Text excerpt:
The Mechanics Behind It
Three patterns were running underneath what you just watched.
Vertical Slicing (Tracer Bullet)
Each spec describes one narrow feature from request to storage — not a layer of the system, but the full path through all of them. The agent gets complete context in a single read: every constraint, every side effect, every layer in one file.
Because the slice is self-contained, it can be tested the moment it’s built. There is no “wire everything up later” phase where bugs are discovered.
Test-Driven Development
Tests are written from spec lines before the agent writes code. Each test names an invariant. When a test fails it points at a spec line — which decision broke — not just which code line.
Ralph Loop
The agent doesn’t run once and stop. It loops until it earns the commit.
while ! all_tests_pass; do
agent --spec forgot-password.yaml
done
git commit -m "7/7 AC green"The spec and the tests are the exit condition. The loop runs until every decision you made is satisfied.
The Four Principles
Gaps Before Code
Surface every ambiguity before the agent generates anything. If a question can’t be answered, the spec isn’t done.

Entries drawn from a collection
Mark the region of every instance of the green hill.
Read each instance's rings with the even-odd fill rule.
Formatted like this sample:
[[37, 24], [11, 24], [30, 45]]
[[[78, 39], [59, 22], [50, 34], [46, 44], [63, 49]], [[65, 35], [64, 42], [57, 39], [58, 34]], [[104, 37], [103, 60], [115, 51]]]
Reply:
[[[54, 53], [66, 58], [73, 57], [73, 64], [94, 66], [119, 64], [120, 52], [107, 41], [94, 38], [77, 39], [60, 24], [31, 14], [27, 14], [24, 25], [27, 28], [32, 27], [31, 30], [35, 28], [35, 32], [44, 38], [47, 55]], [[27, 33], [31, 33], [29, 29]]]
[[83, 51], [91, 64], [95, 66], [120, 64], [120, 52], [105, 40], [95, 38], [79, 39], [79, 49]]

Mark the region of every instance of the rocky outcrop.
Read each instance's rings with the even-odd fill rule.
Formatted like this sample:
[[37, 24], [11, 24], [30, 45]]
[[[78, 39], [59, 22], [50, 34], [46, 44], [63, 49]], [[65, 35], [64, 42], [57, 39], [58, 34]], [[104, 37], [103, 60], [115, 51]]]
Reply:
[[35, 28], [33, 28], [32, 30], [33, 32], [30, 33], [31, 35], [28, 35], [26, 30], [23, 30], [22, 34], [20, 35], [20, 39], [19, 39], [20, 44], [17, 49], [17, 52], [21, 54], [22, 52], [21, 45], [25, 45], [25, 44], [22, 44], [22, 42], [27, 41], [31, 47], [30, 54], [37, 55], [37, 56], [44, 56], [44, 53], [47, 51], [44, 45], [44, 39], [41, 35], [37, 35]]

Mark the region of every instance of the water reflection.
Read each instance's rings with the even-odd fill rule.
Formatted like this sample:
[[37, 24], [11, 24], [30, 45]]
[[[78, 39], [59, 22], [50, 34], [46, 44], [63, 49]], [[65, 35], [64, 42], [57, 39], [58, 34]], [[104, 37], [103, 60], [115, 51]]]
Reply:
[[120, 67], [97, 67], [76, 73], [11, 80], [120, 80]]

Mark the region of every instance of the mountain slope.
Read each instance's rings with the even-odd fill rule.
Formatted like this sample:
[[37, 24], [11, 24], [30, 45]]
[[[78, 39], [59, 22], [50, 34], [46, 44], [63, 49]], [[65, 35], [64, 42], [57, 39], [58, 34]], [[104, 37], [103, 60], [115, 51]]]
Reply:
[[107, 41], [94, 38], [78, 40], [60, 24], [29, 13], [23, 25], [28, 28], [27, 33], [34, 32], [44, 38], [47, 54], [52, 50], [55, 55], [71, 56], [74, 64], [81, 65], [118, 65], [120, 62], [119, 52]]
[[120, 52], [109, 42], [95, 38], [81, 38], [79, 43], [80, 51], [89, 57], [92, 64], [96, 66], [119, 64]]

Work instruction 1: Repeat the passage on agent development patterns word for word, starting at "The Mechanics Behind" and ending at "which code line.".
Work instruction 2: In the passage on agent development patterns, when are tests written relative to the agent's code?
The data comes from a separate source.

Answer space 1:
The Mechanics Behind It
Three patterns were running underneath what you just watched.
Vertical Slicing (Tracer Bullet)
Each spec describes one narrow feature from request to storage — not a layer of the system, but the full path through all of them. The agent gets complete context in a single read: every constraint, every side effect, every layer in one file.
Because the slice is self-contained, it can be tested the moment it’s built. There is no “wire everything up later” phase where bugs are discovered.
Test-Driven Development
Tests are written from spec lines before the agent writes code. Each test names an invariant. When a test fails it points at a spec line — which decision broke — not just which code line.

Answer space 2: Tests are written from spec lines before the agent writes code.